Cardiac phenotypes were divided into 5 major categories (Supplementary Table 3a) on the basis of the major cardiac lesion: conotruncal defects (CTD, N=872), D-transposition of the great arteries (D-TGA, N=251), heterotaxy (HTX, N=272), left ventricular outflow tract obstruction (LVO, N=797), or Other (N=679). CTD phenotypes include Tetralogy of Fallot (TOF), double-outlet right ventricle (DORV), truncus arteriosus, membranous ventricular septal defects (VSD), and aortic arch abnormalities. LVO phenotypes include hypoplastic left heart syndrome (HLHS), coarctation of the aorta (CoA), and aortic stenosis/bicuspid aortic valve (AS/BAV). HTX syndromes include situs abnormalities such as dextrocardia, left or right isomerism (LAI, RAI) as the major malformation, and may include other defects such as L-transposition of the great arteries (L-TGA), atrioventricular canal defects (AVC), anomalous pulmonary venous drainage (TAPVR, PAPVR), and double outlet right ventricle. Isomerism of other organs was not considered a separate extra-cardiac malformation for this study. Lesions in the “Other” category include pulmonary valve abnormalities, anomalous pulmonary venous drainage, atrial septal defects (ASD), atrioventricular canal defects, double inlet left ventricle (DILV), and tricuspid valve atresia (TA). Any structural anomaly that was not acquired was called an extracardiac malformation.

GIVEN ENTRIES:
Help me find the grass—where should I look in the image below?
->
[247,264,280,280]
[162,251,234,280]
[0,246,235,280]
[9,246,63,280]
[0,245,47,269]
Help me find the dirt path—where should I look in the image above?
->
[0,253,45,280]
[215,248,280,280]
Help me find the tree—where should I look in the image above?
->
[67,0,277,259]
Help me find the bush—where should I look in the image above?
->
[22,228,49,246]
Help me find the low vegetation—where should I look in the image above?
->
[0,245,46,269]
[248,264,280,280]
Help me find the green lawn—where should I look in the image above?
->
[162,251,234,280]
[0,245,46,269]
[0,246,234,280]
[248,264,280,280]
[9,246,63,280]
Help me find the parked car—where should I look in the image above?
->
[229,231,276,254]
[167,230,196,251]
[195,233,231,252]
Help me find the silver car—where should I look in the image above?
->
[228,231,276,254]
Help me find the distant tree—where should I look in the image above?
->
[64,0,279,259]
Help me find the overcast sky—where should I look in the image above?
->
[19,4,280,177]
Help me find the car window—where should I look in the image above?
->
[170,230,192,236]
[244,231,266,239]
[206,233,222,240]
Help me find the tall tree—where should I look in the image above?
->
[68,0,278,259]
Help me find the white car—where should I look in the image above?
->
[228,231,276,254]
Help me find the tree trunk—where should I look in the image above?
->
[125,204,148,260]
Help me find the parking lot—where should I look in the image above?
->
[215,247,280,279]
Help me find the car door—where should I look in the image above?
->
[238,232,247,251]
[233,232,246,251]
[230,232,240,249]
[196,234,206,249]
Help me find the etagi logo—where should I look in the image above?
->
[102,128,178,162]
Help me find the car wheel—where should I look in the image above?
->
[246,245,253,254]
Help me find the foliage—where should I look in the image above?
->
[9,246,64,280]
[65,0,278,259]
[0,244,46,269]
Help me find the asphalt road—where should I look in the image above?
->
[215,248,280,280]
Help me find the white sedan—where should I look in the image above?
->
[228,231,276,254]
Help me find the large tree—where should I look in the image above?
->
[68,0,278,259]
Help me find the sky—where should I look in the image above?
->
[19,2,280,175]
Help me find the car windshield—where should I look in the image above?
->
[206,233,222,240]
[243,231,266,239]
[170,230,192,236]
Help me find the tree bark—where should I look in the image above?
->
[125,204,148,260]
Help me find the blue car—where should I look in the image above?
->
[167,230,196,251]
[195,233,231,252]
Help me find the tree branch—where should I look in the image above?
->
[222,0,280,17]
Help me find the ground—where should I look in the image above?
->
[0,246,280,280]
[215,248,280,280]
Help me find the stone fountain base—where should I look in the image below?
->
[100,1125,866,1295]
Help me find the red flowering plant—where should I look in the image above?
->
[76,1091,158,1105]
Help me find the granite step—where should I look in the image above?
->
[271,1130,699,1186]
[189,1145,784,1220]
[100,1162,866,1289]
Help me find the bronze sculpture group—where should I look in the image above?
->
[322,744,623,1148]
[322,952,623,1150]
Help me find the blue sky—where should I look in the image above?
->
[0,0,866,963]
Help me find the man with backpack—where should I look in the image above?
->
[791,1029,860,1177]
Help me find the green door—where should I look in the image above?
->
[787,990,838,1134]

TASK SET:
[A] In the passage on cardiac phenotype categories, how many cases fall under D-transposition of the great arteries?
[B] Carry on the passage on cardiac phenotype categories, picking up after its final sentence.

ANSWERS BY ITEM NUMBER:
[A] 251

[B]
Exome sequencing

Samples were sequenced at the Yale Center for Genome Analysis following the same protocol. Genomic DNA from venous blood or saliva was captured using the Nimblegen v.2 exome capture reagent (Roche) or Nimblegen SeqxCap EZ MedExome Target Enrichment Kit (Roche) followed by Illumina DNA sequencing as previously described⁸. WES data were processed using two independent analysis pipelines at Yale University School of Medicine and Harvard Medical School (HMS). At each site sequence reads were independently mapped to the reference genome (hg19) with BWA-MEM (Yale) and Novoalign (HMS) and further processed using the GATK Best Practices workflows^46–48, which include duplication marking, indel realignment, and base quality recalibration, as previously described⁴⁹. Single nucleotide variants and small indels were called with GATK HaplotypeCaller and annotated using ANNOVAR⁵⁰, dbSNP (v138), 1000 Genomes (August 2015), NHLBI Exome Variant Server (EVS), and ExAC (v3)⁵¹. The MetaSVM algorithm, annotated using dbNSFP version 2.9⁵², was used to predict deleteriousness of missense variants (annotated as “D-Mis”) using software defaults⁵³. Variant calls were reconciled between Yale and HMS prior to downstream statistical analyses.

Kinship analysis

Relationship between proband and parents was estimated using the pairwise identity-by-descent (IBD) calculation in PLINK⁵⁴. The IBD sharing between the proband and parents in all trios is between 45% and 55%.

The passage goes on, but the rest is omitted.